WASHINGTON (Reuters) - Deaths and the risk of dying from Alzheimer's disease
have risen significantly in the United States during the last decade, according
to two reports released on Tuesday.
The trend comes as scientists and
drugmakers are increasingly focused on patients with few or no symptoms of the
memory-robbing disease after efforts to halt progression in those who already
have symptoms failed over the past few years.
Data from the U.S. Centers for Disease
Control and Prevention showed the risk of death from the degenerative brain
disease rose 39 percent between 2000 and 2010 even as mortality rates for other
conditions such as cancer, heart disease and stroke fell significantly.
Separate findings from the Alzheimer's
Association based on CDC data, but looking at actual deaths, found mortality up
68 percent over the same decade.
While the risk of death depends on a
patient's age, gender, race and even where they live, it is clear that it has
been increasing steadily for a long period of time, the CDC said in its
report.
Those 85 and older are far more at risk of
dying from Alzheimer's than those age 65 to 84, CDC said. Whites and women are
also at higher risk, it added.
------
# Questions:
(A) Using the news report on Alzheimer's deaths, say whether each statement agrees with it. Answer yes or no for each, and quote the words that decide it. (i) CDC data showed the risk of death from Alzheimer's rose 39 percent between 2000 and 2010. (ii) The Alzheimer's Association found mortality up 50 percent over the decade. (iii) People age 65 to 84 are more at risk of dying from Alzheimer's than those 85 and older.
(B) Update the part of the news report on Alzheimer's deaths that begins at the words "Data from the" and stops after "stroke fell significantly.", replacing "cancer" with "diabetes".
The records aren't needed for any of this work.
------
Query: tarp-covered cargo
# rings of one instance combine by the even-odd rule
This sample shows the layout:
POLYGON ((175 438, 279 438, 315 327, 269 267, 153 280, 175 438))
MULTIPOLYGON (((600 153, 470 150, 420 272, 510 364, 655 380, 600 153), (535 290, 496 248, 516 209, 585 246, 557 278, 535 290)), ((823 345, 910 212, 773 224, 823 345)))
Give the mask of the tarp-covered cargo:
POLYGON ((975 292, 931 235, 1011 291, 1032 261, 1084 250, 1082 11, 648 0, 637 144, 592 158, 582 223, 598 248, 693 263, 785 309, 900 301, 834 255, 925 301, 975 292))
------
# Answers for each item:
(A)
(i) Yes: "the risk of death from the degenerative brain disease rose 39 percent between 2000 and 2010"
(ii) No: "found mortality up 68 percent over the same decade"
(iii) No: "Those 85 and older are far more at risk of dying from Alzheimer's than those age 65 to 84"

(B)
Data from the U.S. Centers for Disease
Control and Prevention showed the risk of death from the degenerative brain
disease rose 39 percent between 2000 and 2010 even as mortality rates for other
conditions such as diabetes, heart disease and stroke fell significantly.